DOCUMENT EXTRACT -

────

And I struggled. I struggled because she hurt, and because I didn’t take in all the moments on that last good day. I let things get under my skin that didn’t matter. I mistook perfection for happiness. I was so focused looking ahead to what I thought would be and bring happiness, I missed the beauty of the journey.

And I shared that. To get it off my chest, and with hopes it would save another mama’s heart from breaking.

Rather than finding support I found an angry swarm of mamas.

Mamas who insisted I’d implied their child who’d never had use of their legs hadn’t ever experienced a good day. Mamas saying I’d “missed the mark.” Mamas calling me “pathetic,” and discounting my experience saying, I didn’t “get it.” Mamas who were downright mean.

And it struck me. We want our kids to stand by one another. We want them to pull for the underdog. But, what do we show them? We show them a “dog eat dog” world, where we judge the way fellow mothers parent. We question what and how they choose to feed their babies, we judge what they wear, we question their discipline techniques and sleep practices, and, as I learned, we judge the emotions they experience.

But WHY?

At what age does “kind” become less cool? When do we start looking away, rather than offering a hand?

And how — in good conscience — do we do these things, then look our children in the eyes and with sincerity say, “Be a friend today?”

It’s got to change. We need to be the example. We need to lift one another up, as we expect our children to.

So often of motherhood we say, “We’re all in this together,” but we’re not.

At best we parent in silos. At worst we’re at war.

We worry more about being better than being kind. And then we wonder why our kids form cliques, gossip and hurt one another.

The change starts with us.

Let’s be who we want them to become and see what happens.

────

In the essay on mothers judging one another, what did the writer find after sharing their struggle instead of support?

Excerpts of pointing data
────

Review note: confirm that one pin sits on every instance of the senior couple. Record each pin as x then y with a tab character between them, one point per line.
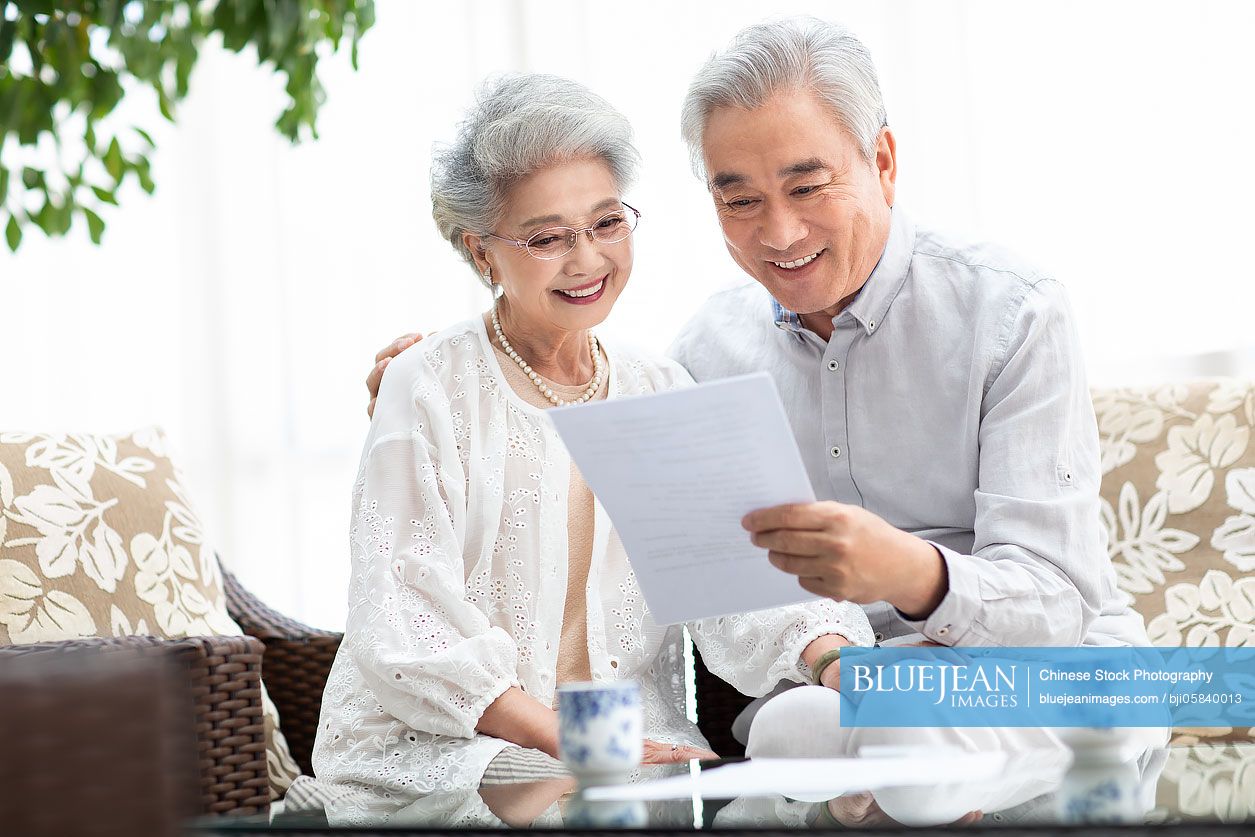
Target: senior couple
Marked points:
935	388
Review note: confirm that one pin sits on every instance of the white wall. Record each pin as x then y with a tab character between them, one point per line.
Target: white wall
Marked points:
242	304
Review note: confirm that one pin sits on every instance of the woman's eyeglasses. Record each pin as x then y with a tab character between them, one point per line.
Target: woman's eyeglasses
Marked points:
555	242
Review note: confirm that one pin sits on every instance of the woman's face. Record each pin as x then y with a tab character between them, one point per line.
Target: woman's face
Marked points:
539	293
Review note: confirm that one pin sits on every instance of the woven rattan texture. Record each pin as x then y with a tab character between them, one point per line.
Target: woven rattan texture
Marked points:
298	661
718	705
222	677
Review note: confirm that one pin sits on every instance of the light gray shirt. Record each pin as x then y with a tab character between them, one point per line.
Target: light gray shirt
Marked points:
951	402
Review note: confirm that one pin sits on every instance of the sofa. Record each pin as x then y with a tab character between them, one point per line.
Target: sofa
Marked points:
1177	506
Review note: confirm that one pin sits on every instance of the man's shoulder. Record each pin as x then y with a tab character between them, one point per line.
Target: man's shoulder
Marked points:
727	334
974	264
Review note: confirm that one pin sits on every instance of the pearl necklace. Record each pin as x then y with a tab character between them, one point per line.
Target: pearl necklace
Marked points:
598	367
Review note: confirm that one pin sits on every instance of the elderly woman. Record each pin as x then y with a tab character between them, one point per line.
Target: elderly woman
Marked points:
485	572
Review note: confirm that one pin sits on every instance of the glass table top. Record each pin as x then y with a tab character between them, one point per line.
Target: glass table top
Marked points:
1156	787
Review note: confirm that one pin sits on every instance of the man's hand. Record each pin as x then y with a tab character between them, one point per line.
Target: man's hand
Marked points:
846	552
660	753
811	654
382	359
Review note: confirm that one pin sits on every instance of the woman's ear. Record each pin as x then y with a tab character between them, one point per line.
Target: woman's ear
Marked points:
475	244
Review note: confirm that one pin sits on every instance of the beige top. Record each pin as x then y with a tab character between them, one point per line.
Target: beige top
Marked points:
572	650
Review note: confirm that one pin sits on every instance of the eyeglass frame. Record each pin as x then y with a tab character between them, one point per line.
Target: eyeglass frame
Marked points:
522	245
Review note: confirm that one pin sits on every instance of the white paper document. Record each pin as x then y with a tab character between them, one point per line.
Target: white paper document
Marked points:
811	778
677	471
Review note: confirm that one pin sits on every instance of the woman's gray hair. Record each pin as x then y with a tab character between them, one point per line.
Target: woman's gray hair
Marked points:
788	53
520	124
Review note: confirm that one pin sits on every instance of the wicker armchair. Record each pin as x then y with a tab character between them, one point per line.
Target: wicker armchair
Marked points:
298	659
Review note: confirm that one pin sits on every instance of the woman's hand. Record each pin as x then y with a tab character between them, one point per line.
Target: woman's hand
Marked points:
660	753
382	359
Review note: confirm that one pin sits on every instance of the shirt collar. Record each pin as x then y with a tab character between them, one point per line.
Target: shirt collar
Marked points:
871	304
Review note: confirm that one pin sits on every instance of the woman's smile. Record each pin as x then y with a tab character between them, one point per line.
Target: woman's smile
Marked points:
584	294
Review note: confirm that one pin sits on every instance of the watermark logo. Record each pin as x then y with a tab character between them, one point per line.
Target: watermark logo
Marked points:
1036	687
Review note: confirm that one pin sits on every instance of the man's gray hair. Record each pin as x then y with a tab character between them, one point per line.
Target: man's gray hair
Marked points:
788	53
520	124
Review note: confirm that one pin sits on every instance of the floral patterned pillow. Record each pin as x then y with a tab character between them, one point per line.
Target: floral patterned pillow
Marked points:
98	538
1179	507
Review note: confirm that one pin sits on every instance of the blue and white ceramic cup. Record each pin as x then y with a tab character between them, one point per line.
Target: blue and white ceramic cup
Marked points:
600	729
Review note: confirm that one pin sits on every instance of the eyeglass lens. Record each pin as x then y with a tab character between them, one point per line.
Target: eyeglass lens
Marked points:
609	229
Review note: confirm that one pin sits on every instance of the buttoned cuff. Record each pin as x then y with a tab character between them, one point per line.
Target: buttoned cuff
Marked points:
949	623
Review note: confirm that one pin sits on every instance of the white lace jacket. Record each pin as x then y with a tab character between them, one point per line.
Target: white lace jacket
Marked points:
458	580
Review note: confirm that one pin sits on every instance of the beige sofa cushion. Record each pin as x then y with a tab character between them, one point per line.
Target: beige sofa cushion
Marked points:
99	538
1179	507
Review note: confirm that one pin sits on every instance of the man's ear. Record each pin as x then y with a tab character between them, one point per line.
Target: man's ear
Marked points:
475	244
886	163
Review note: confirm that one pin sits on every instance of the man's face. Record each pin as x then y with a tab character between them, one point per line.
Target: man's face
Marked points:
802	210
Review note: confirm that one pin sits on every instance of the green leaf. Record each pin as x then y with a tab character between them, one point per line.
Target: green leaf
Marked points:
13	234
143	171
113	162
104	196
94	225
8	31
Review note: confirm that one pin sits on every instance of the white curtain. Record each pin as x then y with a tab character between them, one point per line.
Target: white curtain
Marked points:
242	304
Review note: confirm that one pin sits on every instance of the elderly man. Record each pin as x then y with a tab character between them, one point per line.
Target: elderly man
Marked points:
935	385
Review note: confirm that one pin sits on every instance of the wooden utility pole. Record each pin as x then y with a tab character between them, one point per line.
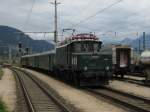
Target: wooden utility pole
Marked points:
143	41
55	17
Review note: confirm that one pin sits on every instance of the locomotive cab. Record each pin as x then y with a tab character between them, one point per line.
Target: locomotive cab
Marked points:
84	60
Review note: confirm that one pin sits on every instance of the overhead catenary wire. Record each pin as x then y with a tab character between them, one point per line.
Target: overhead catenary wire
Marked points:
100	11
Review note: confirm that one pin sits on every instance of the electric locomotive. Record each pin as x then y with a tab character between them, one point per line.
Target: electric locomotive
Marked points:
77	60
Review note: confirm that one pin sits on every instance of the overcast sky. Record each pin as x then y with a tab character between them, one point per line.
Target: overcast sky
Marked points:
125	17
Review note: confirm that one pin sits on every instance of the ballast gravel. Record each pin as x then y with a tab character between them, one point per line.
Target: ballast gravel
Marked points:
79	99
131	88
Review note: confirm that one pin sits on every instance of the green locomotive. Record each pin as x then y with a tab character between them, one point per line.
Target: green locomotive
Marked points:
78	60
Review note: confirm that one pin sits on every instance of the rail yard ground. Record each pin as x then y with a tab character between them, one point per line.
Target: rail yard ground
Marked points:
77	99
131	88
8	91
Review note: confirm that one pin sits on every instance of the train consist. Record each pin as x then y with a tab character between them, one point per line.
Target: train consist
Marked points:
79	60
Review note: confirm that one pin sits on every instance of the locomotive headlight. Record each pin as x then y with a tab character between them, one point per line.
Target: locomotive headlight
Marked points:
107	68
85	68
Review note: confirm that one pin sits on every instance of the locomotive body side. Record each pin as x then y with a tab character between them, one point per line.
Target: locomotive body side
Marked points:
80	64
122	59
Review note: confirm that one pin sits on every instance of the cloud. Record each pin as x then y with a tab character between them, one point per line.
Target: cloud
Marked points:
124	17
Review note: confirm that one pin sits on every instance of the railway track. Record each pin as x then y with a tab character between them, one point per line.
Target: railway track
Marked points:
126	100
36	96
134	81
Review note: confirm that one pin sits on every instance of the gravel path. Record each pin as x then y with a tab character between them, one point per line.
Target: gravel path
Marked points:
131	88
78	98
8	90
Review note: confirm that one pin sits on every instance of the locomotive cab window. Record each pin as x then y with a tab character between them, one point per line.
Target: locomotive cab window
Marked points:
87	46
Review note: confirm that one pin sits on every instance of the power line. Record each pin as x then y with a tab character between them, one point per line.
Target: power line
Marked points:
100	11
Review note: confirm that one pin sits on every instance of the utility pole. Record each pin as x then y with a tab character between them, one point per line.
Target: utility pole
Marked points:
56	31
143	41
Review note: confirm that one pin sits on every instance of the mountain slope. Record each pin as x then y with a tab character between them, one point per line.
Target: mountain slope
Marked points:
12	36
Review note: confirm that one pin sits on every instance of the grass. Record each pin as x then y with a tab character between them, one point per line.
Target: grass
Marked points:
3	107
1	73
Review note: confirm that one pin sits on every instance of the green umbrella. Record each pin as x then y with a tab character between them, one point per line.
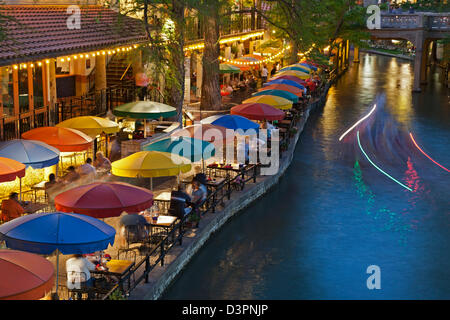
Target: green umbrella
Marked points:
193	149
228	68
144	110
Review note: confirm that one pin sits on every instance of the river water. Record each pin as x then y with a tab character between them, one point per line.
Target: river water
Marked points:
334	214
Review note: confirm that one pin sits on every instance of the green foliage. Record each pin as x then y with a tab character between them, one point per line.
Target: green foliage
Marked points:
317	22
117	295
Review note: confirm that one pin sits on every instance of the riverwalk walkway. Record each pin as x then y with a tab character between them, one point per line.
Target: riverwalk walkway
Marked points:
180	255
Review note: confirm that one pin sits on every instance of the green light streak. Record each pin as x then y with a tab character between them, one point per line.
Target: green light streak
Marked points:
379	169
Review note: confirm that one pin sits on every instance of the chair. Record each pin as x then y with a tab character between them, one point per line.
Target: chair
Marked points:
75	285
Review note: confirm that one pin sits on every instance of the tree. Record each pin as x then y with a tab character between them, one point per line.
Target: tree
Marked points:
213	14
164	23
309	25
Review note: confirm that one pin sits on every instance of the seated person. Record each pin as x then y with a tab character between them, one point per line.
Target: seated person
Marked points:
51	186
11	208
87	169
200	176
78	272
198	193
71	176
180	202
101	162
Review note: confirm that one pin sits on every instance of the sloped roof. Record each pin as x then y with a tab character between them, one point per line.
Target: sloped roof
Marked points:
35	32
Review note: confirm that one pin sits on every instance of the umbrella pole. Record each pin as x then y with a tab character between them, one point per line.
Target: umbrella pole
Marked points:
57	271
145	128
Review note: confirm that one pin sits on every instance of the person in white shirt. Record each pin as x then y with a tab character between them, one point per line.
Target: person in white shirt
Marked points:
87	169
264	74
78	270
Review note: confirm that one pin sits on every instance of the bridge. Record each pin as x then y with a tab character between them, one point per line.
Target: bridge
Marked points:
421	29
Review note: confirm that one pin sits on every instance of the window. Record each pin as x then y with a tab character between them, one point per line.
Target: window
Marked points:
23	90
38	90
6	90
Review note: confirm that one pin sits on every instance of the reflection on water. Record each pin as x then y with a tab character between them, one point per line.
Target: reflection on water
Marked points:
333	213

────

TASK RESPONSE - An angry swarm of mamas.